**Given instruction**: Render the rows below as a numbered list, leaving out blank lines, starting with the line that contains "Please scan the above image. Is any small" and going on through the line that contains "[1191, 473, 1231, 532]".

── Input for this task

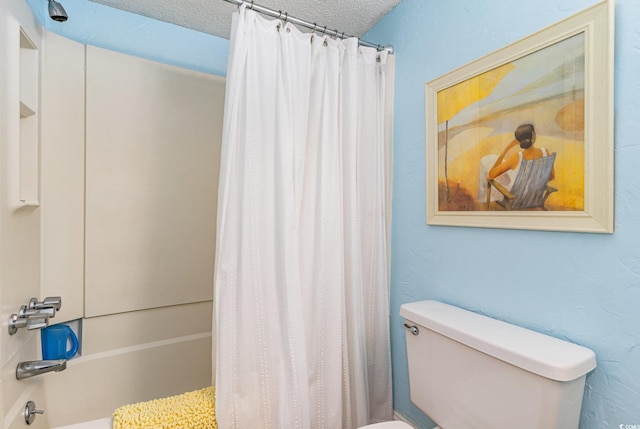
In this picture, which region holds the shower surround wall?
[37,32,224,427]
[18,0,640,429]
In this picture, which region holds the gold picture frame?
[425,0,614,233]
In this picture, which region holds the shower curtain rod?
[224,0,393,54]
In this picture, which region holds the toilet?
[361,301,596,429]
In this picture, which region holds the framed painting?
[425,1,614,233]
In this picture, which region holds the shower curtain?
[214,6,393,429]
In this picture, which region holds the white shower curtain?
[214,6,393,429]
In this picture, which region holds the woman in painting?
[478,124,555,201]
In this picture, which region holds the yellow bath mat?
[113,387,218,429]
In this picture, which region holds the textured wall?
[26,0,229,76]
[21,0,640,429]
[363,0,640,429]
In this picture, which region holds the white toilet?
[361,301,596,429]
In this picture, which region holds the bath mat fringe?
[113,387,218,429]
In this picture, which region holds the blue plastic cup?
[40,325,79,360]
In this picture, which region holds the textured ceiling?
[91,0,401,44]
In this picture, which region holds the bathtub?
[53,417,113,429]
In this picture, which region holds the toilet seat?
[358,420,413,429]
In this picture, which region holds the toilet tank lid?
[400,301,596,381]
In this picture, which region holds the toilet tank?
[400,301,596,429]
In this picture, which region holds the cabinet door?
[85,46,224,317]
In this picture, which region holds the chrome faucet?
[16,359,67,380]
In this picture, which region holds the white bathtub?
[53,417,113,429]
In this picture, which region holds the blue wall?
[364,0,640,429]
[27,0,640,429]
[26,0,229,76]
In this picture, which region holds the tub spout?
[16,359,67,380]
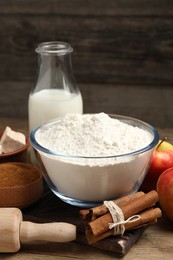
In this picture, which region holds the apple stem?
[156,137,167,149]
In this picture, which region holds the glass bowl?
[30,115,159,208]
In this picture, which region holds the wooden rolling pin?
[0,208,76,253]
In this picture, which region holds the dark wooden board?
[23,187,145,257]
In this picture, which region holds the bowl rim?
[0,131,30,158]
[30,114,160,159]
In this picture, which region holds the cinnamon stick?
[85,208,162,244]
[80,191,144,221]
[88,190,158,236]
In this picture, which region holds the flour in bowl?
[36,113,152,157]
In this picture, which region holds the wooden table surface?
[0,118,173,260]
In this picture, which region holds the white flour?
[36,113,151,157]
[36,113,153,202]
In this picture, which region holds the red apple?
[157,167,173,221]
[140,141,173,192]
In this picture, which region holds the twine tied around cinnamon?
[104,201,141,235]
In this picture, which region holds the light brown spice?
[0,163,40,187]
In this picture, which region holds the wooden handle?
[19,221,76,243]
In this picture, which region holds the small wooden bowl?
[0,132,30,163]
[0,163,43,209]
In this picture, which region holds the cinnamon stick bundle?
[80,191,144,221]
[80,190,162,244]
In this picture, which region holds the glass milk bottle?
[28,42,83,131]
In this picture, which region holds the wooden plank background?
[0,0,173,127]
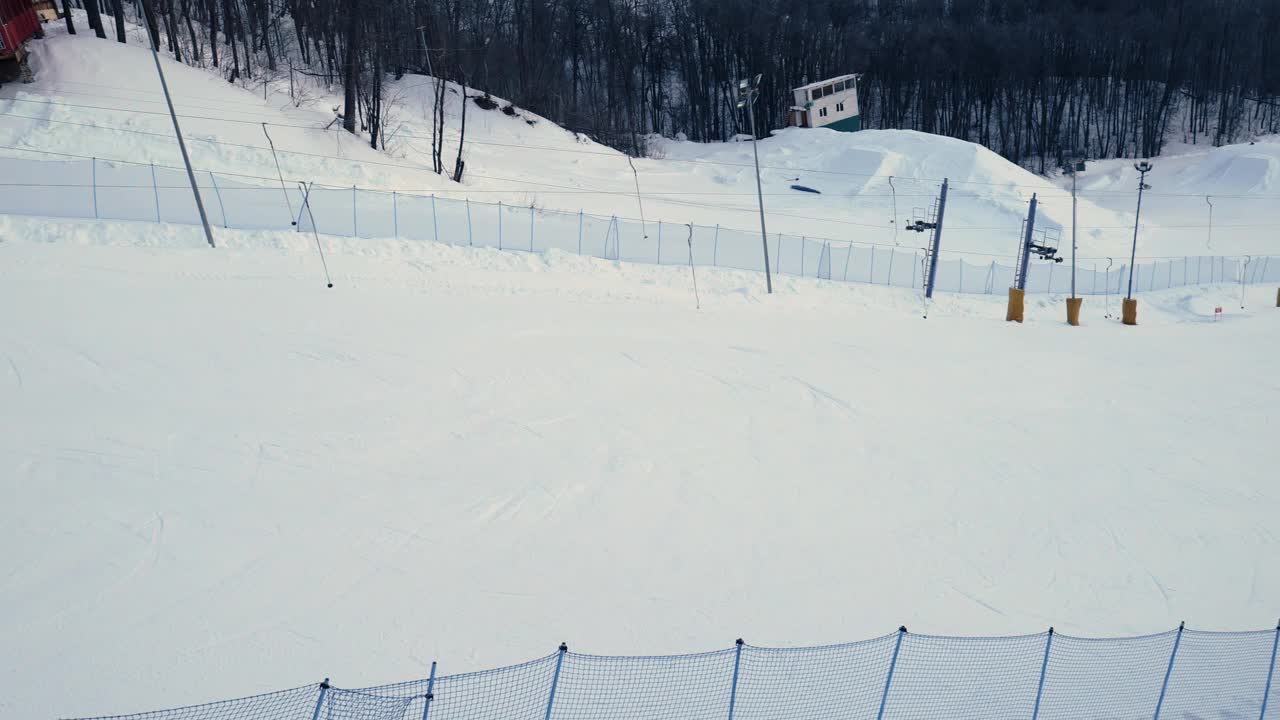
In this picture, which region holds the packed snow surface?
[0,218,1280,717]
[0,18,1280,719]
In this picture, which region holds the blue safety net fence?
[67,628,1280,720]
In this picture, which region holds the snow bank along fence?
[72,626,1280,720]
[0,158,1280,295]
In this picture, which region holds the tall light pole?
[1120,160,1152,325]
[151,20,215,247]
[737,74,773,295]
[1062,160,1084,325]
[1125,160,1153,300]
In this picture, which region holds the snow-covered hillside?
[0,20,1280,263]
[0,22,1280,720]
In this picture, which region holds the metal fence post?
[876,625,906,720]
[1029,628,1053,720]
[422,660,435,720]
[728,638,744,720]
[462,197,475,247]
[1152,623,1187,720]
[311,678,329,720]
[151,163,160,223]
[209,170,229,225]
[1258,623,1280,720]
[544,643,568,720]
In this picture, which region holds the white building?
[788,73,863,132]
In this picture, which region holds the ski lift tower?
[905,178,950,318]
[1005,195,1062,323]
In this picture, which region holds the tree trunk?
[453,74,467,182]
[109,0,124,42]
[84,0,106,40]
[63,0,76,35]
[342,0,360,133]
[142,0,160,51]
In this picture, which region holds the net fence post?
[728,638,744,720]
[462,197,475,247]
[544,643,568,720]
[876,625,906,720]
[422,660,435,720]
[209,170,229,225]
[1152,623,1187,720]
[311,678,329,720]
[1034,628,1053,720]
[1258,621,1280,720]
[151,163,160,223]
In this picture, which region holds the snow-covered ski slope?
[0,22,1280,719]
[0,218,1280,717]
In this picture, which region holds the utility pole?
[1120,160,1153,325]
[151,35,218,247]
[737,74,773,295]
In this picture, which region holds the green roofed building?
[788,73,863,132]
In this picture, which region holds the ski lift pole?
[1005,193,1037,323]
[924,178,948,300]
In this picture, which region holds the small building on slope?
[788,73,863,132]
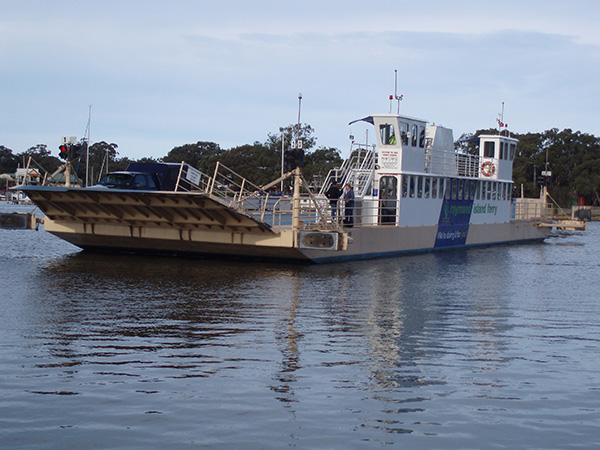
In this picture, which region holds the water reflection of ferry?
[19,110,548,262]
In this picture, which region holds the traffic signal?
[58,142,84,161]
[58,144,69,159]
[283,149,304,171]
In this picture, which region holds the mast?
[292,93,302,239]
[85,105,92,187]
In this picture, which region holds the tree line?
[0,124,600,206]
[0,124,342,191]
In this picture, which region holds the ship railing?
[206,163,336,228]
[175,161,211,192]
[511,198,554,220]
[319,142,376,197]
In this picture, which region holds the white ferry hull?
[45,214,549,263]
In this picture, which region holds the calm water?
[0,205,600,449]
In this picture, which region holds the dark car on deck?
[94,171,160,191]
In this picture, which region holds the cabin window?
[400,122,408,145]
[379,176,398,225]
[379,123,396,145]
[419,127,425,148]
[410,125,419,147]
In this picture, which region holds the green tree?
[163,141,223,175]
[0,145,19,173]
[17,144,62,173]
[221,142,281,186]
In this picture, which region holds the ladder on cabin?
[319,143,376,198]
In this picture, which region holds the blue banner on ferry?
[434,198,473,248]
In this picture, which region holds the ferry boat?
[19,110,550,263]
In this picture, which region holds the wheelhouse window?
[400,122,408,145]
[410,125,419,147]
[379,123,396,145]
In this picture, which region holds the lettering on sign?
[185,167,202,186]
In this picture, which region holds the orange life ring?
[481,161,496,177]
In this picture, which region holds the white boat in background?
[19,108,550,263]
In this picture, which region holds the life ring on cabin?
[481,161,496,177]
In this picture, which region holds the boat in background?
[18,107,564,263]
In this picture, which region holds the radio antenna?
[390,70,404,115]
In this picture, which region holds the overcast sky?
[0,0,600,158]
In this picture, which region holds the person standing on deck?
[325,180,342,222]
[344,183,354,228]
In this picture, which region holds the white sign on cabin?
[379,150,398,169]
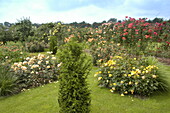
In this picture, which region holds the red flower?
[122,37,126,40]
[123,32,128,35]
[145,35,150,38]
[148,29,152,33]
[123,29,127,32]
[153,32,158,35]
[128,23,133,29]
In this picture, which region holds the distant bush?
[95,56,168,97]
[57,42,92,113]
[0,42,26,63]
[0,65,18,96]
[25,41,45,52]
[11,54,59,90]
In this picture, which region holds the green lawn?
[0,66,170,113]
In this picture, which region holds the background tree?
[15,18,32,41]
[57,42,92,113]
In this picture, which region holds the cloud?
[0,0,170,23]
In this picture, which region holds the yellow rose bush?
[11,54,60,90]
[95,55,168,97]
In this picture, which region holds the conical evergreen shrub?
[57,42,92,113]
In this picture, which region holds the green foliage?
[57,42,92,113]
[25,41,45,52]
[95,56,168,97]
[0,42,26,63]
[15,18,32,41]
[50,36,58,54]
[11,54,59,90]
[0,64,18,96]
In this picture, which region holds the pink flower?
[123,29,127,32]
[148,29,152,33]
[122,37,126,40]
[153,32,158,35]
[145,35,150,38]
[128,23,133,29]
[123,32,128,35]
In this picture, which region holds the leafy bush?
[57,42,92,113]
[95,56,168,97]
[0,42,26,63]
[0,65,18,96]
[25,41,45,52]
[11,54,59,90]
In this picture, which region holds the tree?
[15,18,32,41]
[152,17,163,23]
[107,18,117,22]
[57,42,92,113]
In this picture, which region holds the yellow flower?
[109,74,113,77]
[98,77,102,80]
[113,83,116,86]
[124,91,128,94]
[114,56,122,59]
[120,93,125,97]
[112,87,116,90]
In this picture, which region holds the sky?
[0,0,170,23]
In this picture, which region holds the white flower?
[21,66,27,70]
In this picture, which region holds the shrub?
[25,41,45,52]
[0,65,18,96]
[11,54,59,90]
[95,56,168,97]
[0,42,26,63]
[57,42,92,113]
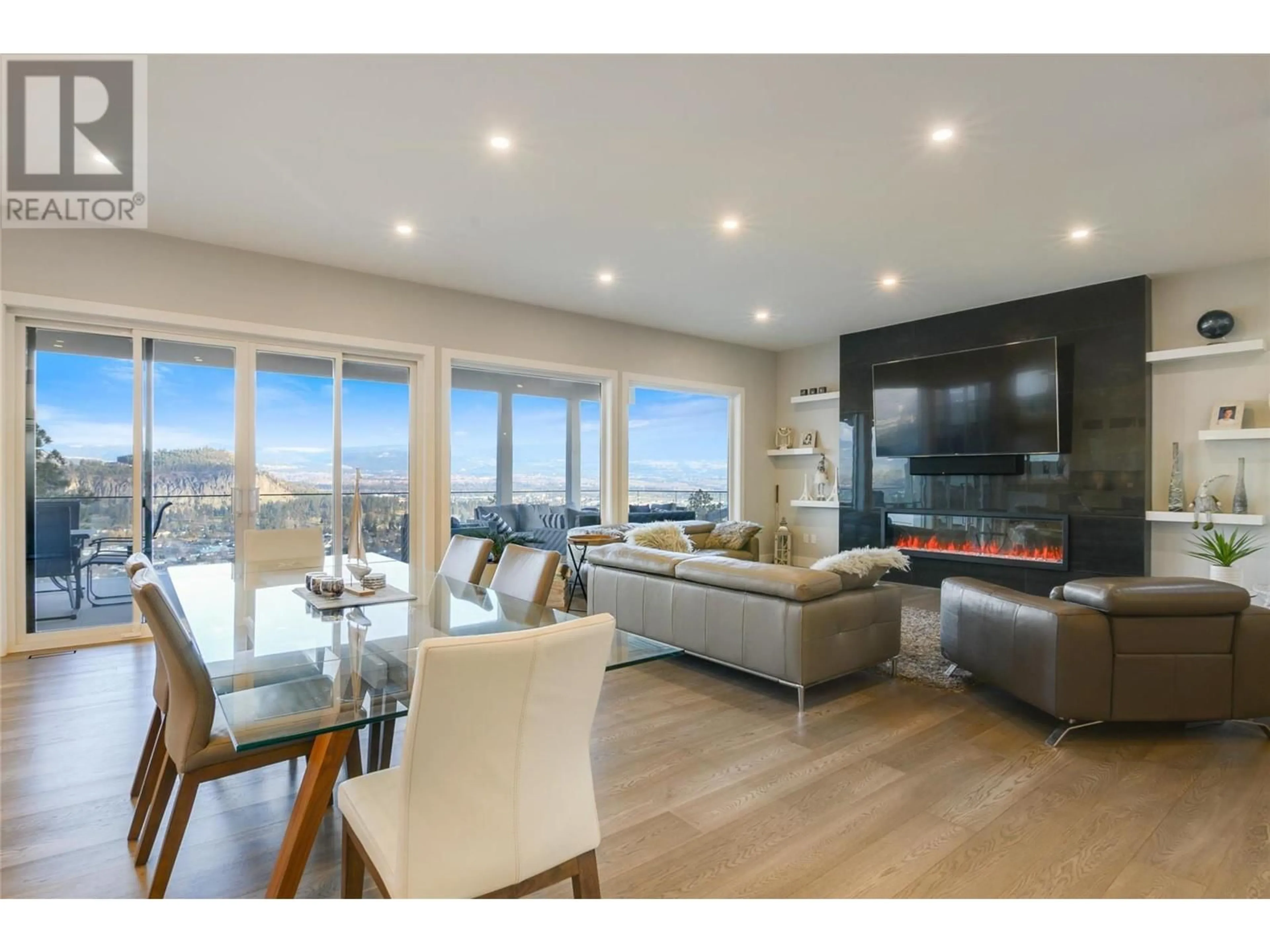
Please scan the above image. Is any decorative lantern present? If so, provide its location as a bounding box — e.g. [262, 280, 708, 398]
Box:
[772, 515, 790, 565]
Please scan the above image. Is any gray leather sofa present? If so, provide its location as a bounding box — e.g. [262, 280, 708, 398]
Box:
[569, 519, 762, 563]
[587, 543, 901, 711]
[940, 577, 1270, 746]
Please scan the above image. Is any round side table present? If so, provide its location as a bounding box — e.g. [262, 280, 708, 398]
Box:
[564, 532, 622, 612]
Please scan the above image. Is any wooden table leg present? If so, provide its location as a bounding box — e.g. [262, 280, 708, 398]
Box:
[264, 727, 357, 899]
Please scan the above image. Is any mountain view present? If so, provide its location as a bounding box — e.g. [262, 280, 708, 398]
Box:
[37, 447, 408, 565]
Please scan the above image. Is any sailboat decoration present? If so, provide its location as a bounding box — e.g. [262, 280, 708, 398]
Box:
[347, 470, 371, 583]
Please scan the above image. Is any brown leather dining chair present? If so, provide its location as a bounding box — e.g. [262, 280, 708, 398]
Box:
[123, 552, 168, 840]
[130, 567, 331, 899]
[437, 536, 494, 585]
[489, 543, 560, 606]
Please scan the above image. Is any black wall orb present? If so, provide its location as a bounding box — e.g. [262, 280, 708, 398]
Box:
[1195, 311, 1234, 340]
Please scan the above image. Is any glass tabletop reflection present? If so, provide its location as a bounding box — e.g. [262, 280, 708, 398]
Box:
[164, 555, 681, 750]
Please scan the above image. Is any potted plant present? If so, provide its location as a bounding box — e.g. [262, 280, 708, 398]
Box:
[462, 526, 542, 585]
[1190, 529, 1265, 585]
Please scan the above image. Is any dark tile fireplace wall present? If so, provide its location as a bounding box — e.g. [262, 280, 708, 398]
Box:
[838, 277, 1151, 595]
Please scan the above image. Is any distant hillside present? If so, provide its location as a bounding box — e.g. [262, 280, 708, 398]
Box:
[66, 447, 316, 499]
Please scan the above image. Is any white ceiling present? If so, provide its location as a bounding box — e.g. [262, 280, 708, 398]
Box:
[148, 56, 1270, 349]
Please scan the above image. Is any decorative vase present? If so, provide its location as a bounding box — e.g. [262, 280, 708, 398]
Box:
[772, 515, 790, 565]
[1195, 311, 1234, 340]
[1168, 443, 1186, 513]
[1208, 565, 1243, 588]
[1231, 456, 1249, 513]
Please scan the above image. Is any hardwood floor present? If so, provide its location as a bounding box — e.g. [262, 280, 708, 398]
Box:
[0, 581, 1270, 897]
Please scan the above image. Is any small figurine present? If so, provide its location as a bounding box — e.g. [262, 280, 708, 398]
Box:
[815, 453, 829, 501]
[1191, 473, 1231, 532]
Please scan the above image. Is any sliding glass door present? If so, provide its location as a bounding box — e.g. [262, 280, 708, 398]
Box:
[254, 350, 339, 553]
[24, 326, 136, 632]
[141, 337, 236, 567]
[20, 319, 423, 645]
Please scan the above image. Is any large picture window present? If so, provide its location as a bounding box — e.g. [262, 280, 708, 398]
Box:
[449, 364, 601, 551]
[627, 386, 732, 522]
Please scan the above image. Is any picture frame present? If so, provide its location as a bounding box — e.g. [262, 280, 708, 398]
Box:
[1208, 400, 1243, 430]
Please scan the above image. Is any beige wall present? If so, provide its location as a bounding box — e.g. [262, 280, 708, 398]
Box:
[3, 230, 776, 563]
[766, 339, 838, 565]
[1151, 259, 1270, 588]
[772, 259, 1270, 588]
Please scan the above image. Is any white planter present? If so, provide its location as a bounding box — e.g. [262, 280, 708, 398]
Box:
[1208, 565, 1243, 588]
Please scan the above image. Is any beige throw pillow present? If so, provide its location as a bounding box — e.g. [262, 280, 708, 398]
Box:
[701, 519, 763, 551]
[812, 547, 908, 591]
[626, 522, 692, 552]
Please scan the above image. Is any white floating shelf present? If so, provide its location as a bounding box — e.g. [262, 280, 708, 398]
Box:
[767, 447, 824, 456]
[790, 390, 838, 404]
[1147, 337, 1266, 363]
[1147, 512, 1266, 526]
[1199, 426, 1270, 439]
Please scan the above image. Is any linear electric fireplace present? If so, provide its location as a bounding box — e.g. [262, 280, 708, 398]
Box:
[881, 509, 1068, 570]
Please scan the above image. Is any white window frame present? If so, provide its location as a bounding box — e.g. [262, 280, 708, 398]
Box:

────

**Answer in full**:
1. Please scan the above image. Is any small figurine present? If so, provide its location as a bounding box — e.g. [262, 280, 708, 398]
2. Box:
3. [815, 453, 829, 501]
4. [1191, 473, 1231, 532]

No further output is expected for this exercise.